PROBLEM DETAILS ▸ Quote the material word for word, from the line that contains "point: paved road" up to and including the line that contains "column 630, row 335".

____ TASK INPUT

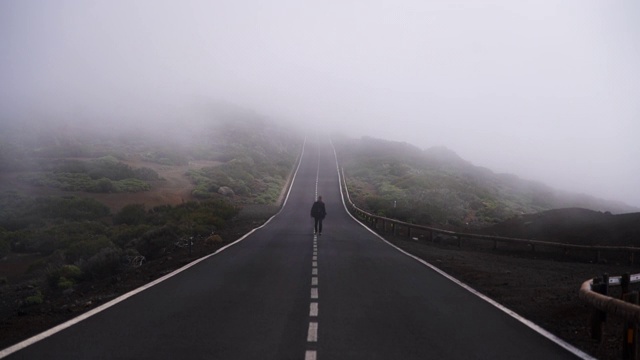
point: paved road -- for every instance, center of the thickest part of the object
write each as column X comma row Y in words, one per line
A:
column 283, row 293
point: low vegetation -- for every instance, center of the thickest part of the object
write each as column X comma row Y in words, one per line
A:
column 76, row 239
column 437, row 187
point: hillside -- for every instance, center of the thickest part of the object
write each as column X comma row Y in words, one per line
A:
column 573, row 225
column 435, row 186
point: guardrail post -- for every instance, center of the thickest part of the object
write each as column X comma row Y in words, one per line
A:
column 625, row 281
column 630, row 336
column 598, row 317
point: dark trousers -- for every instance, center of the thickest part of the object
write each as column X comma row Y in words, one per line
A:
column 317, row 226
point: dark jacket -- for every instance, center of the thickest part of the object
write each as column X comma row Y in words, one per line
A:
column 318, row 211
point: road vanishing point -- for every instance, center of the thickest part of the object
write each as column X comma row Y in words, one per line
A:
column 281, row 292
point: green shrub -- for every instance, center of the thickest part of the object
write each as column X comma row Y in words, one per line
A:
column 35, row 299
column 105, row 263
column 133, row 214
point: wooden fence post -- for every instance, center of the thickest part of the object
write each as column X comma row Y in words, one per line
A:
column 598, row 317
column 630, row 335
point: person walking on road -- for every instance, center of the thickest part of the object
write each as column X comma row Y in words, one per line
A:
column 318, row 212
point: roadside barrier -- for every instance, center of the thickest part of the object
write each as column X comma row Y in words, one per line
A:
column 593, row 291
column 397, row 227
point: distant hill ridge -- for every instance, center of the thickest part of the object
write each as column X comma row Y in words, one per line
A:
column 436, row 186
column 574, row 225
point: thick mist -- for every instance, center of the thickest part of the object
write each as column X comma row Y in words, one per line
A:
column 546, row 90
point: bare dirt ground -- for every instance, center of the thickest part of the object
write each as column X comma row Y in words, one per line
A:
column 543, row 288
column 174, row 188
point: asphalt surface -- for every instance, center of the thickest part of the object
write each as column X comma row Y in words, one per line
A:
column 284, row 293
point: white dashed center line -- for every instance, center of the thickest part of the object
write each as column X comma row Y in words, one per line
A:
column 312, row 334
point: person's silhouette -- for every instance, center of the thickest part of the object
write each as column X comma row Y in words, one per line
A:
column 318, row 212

________
____ TASK INPUT

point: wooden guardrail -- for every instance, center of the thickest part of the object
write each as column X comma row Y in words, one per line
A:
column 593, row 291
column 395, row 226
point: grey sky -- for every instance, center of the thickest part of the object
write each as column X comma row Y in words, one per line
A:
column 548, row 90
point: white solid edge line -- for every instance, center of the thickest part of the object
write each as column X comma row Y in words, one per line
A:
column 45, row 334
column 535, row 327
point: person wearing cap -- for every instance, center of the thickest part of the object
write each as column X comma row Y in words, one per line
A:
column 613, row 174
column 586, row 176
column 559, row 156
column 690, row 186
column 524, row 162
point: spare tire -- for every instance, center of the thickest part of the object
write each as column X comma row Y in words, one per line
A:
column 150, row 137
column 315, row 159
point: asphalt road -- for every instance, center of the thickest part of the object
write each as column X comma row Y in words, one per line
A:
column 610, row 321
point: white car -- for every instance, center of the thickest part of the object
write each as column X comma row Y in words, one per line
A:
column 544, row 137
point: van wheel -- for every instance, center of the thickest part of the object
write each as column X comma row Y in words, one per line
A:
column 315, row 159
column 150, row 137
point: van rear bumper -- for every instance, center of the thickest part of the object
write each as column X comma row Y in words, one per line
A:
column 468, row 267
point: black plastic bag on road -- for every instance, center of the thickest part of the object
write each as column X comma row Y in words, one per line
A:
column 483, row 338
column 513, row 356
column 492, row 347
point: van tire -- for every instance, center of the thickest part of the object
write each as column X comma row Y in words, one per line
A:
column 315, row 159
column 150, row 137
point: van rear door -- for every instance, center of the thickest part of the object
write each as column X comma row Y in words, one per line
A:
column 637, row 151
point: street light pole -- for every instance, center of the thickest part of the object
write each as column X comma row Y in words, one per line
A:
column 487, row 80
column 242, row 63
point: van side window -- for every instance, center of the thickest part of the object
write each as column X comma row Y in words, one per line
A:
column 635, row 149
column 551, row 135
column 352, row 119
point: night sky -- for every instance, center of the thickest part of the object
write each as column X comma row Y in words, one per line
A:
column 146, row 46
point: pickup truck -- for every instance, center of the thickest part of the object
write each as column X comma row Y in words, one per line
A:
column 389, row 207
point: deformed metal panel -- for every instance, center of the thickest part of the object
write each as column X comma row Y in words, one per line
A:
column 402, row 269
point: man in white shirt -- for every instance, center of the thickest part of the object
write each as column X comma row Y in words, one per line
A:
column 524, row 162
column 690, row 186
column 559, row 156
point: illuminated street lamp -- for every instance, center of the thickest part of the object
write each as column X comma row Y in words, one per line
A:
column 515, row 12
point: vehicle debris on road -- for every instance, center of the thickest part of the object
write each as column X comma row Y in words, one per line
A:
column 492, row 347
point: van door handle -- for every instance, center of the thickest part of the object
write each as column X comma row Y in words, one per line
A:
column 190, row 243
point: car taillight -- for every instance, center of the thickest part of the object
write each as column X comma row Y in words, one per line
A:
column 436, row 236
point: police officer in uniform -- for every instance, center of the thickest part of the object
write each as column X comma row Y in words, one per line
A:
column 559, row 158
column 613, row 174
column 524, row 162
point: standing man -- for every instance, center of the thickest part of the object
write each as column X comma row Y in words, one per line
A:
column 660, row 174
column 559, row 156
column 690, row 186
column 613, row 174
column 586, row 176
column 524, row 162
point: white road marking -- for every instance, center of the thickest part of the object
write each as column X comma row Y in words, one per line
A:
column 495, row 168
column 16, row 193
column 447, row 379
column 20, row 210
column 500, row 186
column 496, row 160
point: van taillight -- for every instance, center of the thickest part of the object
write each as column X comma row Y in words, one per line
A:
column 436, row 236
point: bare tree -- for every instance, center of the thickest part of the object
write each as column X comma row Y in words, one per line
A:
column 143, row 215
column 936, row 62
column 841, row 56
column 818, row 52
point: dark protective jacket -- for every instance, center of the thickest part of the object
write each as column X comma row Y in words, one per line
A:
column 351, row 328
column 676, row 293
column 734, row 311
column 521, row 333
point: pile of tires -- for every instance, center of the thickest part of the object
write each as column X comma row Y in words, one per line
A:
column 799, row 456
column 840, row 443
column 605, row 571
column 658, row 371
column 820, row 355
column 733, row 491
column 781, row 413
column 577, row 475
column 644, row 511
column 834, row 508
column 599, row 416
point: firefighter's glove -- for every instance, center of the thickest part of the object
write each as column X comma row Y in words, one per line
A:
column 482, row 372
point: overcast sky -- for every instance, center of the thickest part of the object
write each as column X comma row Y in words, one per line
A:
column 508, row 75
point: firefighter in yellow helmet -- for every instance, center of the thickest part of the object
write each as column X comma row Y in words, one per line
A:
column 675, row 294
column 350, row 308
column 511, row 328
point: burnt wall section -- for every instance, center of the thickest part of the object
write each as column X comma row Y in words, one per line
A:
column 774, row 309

________

THE RESULT ▸
point: paved road -- for every instance, center of the thickest part of the object
write each as column X comma row Y in words, one per line
A:
column 283, row 293
point: low vegetation -- for every instance, center of the thickest part of the object
write each as column X comma row Y in words, one per line
A:
column 76, row 239
column 437, row 187
point: hillside -- for every instance, center of the thickest part of the object
write each as column X comma row Y in words, one per line
A:
column 573, row 225
column 435, row 186
point: guardrail post -- for every instance, center of the thickest part of the object
write each as column X comma row Y in words, one per line
A:
column 625, row 281
column 630, row 336
column 598, row 317
point: dark trousers -- for every instance, center of the thickest part of the object
write each as column X comma row Y in words, one per line
A:
column 317, row 226
point: dark jacket -- for every instance, center of the thickest part of the object
write each as column X comma row Y in words, one per line
A:
column 318, row 211
point: road vanishing point -- for every instance, center of the thickest part of the object
write each as column X comma row Y in words, one per line
A:
column 281, row 292
point: green shrub -- for every instance, center of the thickest part of the object
write each as column X comma row Y in words, one per line
A:
column 35, row 299
column 105, row 263
column 133, row 214
point: wooden fence post -- for every instance, center of the thickest part of the object
write each as column X comma row Y in words, one per line
A:
column 598, row 317
column 630, row 335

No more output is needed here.